**EXTRACT:**
# # # #

Process limitations will, however, pose a limit to how close the nanosheet’s n and p devices can be brought together, challenging further cell height reduction. Both FinFET and nanosheet architectures feature a large n-to-p device separation distance, hindering further scalability.
Any further reduction of cell height will require a much tighter spacing between nFET and pFET devices within the cell. One solution garnering favor is called a forksheet device, a type of GAA controlled by a forked gate structure with a dielectric wall in between the p and n devices. This wall physically isolates the p-gate trench from the n-gate trench, allowing a much tighter n-to-p spacing than is possible with either FinFET or nanosheet devices.
With a forksheet design, the available space also can be used to increase the sheet width and, as such, enhance the drive current.
In July, Imec, a world-leading research and innovation hub in nanoelectronics and digital technologies, hosted its annual International Technology Forum in which it proposed a 20-year roadmap on how the industry can continue to enable higher performing semiconductor technologies. Luc Van den hoves, Imec’s president and CEO, presented a roadmap that leaned heavily on forksheet devices in which the n- and the p-channel transistors are moved closer together. “We believe that we can propose a roadmap for the next eight to 10 generations — with an introductory pace of two to two-and-a-half-year cadence,” he said.
Van den hoves’s roadmap sees forksheet devices as an extension of the standard nanosheet concept, “and we believe it will be introduced around the equivalent of the one nanometer generation,” he said. The Imec CEO also described a more complex GAA technology, where you are stacking nFET and pFET wires on top of each other, which is known as a complimentary FET (CFET) device.
According to Imec simulations, forksheet devices with reduced n-to-p spacing show a 10 percent performance increase compared to nanosheet devices and a 20 percent cell area reduction compared to GAA nanosheet devices. When implemented in an SRAM design, the simulations reveal a combined cell area scaling and performance increase of 30 percent for 8nm p-n spacing.
Again, according to Imec, electrical characterization results confirm that the forksheet is a promising device architecture to extend the logic and SRAM scaling roadmaps beyond 2nm while leveraging nanosheet integration in a non-disruptive way.
Continuing scaling beyond the forksheet device, the CFET architecture where n- and pMOS devices are vertically stacked on top of each other could overcome anticipated limitations with forksheet refinements. Stacking removes the n-p spacing from cell height considerations, allowing further maximization of the effective channel width and the drive current.
Because of its reduced n-to-p separation, the forksheet is expected to have superior area and performance scalability. Compared to a nanosheet device, researchers have reported a 10 percent speed gain (at constant power) and a 24 percent power reduction (at constant speed).
At its research lab in Belgium, Imec has shown working versions of a transistor structure that could be used for 2nm and 1nm chip designs. Imec puts the need for 2nm process technology emerging in 2023 for risk production with mass production by the end of 2024 or early 2025.

# # # #

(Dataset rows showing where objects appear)
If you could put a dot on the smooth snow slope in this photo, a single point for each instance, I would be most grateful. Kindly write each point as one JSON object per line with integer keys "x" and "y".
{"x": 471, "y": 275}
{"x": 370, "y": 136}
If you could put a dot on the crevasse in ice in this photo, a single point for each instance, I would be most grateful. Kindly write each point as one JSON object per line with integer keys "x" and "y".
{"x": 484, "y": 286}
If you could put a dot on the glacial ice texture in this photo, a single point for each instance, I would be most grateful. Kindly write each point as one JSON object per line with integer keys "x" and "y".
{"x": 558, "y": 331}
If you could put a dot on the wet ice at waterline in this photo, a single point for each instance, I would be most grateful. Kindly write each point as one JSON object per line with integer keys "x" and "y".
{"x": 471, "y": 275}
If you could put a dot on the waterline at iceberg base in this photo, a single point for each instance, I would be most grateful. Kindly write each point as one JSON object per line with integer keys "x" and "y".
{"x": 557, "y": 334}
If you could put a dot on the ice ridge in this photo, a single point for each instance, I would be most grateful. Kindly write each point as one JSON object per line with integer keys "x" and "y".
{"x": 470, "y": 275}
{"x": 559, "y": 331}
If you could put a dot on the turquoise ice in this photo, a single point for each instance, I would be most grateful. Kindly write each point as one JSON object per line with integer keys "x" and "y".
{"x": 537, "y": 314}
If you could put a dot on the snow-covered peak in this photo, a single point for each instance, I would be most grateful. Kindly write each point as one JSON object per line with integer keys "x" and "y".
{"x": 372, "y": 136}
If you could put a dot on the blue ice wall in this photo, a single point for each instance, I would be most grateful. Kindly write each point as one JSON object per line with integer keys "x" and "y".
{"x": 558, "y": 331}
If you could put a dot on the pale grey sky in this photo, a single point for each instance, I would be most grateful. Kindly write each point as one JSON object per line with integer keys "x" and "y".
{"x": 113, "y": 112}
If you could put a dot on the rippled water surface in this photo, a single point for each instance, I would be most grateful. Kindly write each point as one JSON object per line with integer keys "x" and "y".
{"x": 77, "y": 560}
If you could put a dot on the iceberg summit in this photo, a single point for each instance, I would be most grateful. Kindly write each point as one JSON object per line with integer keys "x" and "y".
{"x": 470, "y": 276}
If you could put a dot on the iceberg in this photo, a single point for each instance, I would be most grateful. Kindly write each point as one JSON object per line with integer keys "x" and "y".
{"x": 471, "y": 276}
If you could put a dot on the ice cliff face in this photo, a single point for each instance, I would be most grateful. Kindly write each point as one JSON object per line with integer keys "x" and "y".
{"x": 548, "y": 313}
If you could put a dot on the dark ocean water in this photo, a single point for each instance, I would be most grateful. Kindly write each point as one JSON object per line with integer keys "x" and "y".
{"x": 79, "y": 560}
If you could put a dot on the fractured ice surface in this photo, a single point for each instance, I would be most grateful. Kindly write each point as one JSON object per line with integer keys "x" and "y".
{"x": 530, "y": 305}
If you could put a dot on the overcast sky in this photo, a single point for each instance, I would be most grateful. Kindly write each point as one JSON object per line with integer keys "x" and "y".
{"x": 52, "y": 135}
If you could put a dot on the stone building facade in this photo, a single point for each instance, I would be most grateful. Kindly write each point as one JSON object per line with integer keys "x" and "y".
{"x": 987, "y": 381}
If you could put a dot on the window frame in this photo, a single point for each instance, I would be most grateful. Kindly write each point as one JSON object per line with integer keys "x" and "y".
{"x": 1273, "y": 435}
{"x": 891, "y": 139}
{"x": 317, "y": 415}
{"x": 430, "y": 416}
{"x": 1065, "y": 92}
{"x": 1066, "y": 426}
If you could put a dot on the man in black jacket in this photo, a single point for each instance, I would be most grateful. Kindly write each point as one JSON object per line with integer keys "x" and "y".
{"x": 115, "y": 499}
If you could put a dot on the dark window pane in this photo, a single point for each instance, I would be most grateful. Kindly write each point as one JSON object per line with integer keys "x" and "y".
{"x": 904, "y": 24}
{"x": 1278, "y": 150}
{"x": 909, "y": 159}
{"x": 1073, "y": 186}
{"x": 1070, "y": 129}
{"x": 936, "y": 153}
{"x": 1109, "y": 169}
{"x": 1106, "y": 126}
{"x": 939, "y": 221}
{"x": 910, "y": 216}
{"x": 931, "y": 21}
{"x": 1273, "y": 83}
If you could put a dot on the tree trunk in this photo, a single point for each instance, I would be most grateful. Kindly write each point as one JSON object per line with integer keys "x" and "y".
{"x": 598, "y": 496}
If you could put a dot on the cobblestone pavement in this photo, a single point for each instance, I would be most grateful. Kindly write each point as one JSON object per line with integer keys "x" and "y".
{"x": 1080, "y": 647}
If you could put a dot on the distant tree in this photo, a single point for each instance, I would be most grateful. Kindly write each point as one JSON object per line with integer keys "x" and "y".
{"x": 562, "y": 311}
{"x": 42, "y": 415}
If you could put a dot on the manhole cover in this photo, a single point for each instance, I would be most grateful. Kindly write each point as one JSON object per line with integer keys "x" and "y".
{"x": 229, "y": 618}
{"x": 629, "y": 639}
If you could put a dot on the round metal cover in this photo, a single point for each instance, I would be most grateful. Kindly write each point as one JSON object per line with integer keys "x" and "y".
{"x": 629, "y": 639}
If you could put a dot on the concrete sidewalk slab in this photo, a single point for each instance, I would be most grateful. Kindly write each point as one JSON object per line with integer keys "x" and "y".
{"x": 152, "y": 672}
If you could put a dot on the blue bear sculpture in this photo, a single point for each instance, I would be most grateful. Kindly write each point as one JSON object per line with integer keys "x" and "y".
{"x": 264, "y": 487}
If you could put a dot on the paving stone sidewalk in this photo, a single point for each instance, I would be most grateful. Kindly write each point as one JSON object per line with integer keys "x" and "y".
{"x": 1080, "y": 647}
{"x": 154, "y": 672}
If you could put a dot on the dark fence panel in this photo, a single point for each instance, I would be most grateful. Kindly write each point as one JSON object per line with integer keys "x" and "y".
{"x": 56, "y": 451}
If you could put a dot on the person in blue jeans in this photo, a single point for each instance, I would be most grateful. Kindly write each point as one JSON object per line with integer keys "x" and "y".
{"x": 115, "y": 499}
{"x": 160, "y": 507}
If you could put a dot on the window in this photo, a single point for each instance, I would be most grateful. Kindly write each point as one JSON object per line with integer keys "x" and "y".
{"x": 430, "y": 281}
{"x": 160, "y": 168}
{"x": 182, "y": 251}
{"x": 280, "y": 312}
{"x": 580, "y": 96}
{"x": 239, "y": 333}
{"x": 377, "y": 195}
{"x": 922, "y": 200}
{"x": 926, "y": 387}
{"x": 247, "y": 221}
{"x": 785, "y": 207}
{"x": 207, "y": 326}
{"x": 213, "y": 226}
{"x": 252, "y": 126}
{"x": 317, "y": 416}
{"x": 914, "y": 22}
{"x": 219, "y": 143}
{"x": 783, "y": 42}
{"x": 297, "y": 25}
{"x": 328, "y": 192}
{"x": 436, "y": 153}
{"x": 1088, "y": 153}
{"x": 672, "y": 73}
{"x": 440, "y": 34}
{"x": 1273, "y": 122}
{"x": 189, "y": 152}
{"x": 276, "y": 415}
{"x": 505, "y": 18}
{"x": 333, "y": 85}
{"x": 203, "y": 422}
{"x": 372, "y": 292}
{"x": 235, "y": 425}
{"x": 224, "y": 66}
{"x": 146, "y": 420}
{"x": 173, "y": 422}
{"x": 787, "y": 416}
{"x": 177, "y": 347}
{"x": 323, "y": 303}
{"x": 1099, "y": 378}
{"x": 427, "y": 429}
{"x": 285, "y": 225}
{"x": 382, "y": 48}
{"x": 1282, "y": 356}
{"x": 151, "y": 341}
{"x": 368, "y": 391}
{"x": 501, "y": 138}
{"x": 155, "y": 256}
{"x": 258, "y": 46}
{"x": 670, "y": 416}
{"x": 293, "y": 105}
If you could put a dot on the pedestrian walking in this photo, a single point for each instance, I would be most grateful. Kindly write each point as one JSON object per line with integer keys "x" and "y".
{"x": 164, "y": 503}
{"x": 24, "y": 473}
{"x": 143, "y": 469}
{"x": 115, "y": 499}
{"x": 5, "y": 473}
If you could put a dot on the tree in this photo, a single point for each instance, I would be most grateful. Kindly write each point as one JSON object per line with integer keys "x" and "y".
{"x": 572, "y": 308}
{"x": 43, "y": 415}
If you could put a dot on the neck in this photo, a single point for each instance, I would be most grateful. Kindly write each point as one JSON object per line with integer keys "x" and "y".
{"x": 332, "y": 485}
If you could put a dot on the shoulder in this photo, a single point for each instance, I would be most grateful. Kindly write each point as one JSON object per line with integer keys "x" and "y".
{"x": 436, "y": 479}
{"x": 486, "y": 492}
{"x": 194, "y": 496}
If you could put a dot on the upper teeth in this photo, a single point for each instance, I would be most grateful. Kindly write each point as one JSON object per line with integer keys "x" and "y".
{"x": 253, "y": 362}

# # # #

In the passage on forksheet transistors, what cell area reduction do Imec simulations show for forksheet devices compared to GAA nanosheet devices? These rows have no connection to the passage on forksheet transistors.

**RESULT OF THE EXERCISE:** A 20 percent cell area reduction.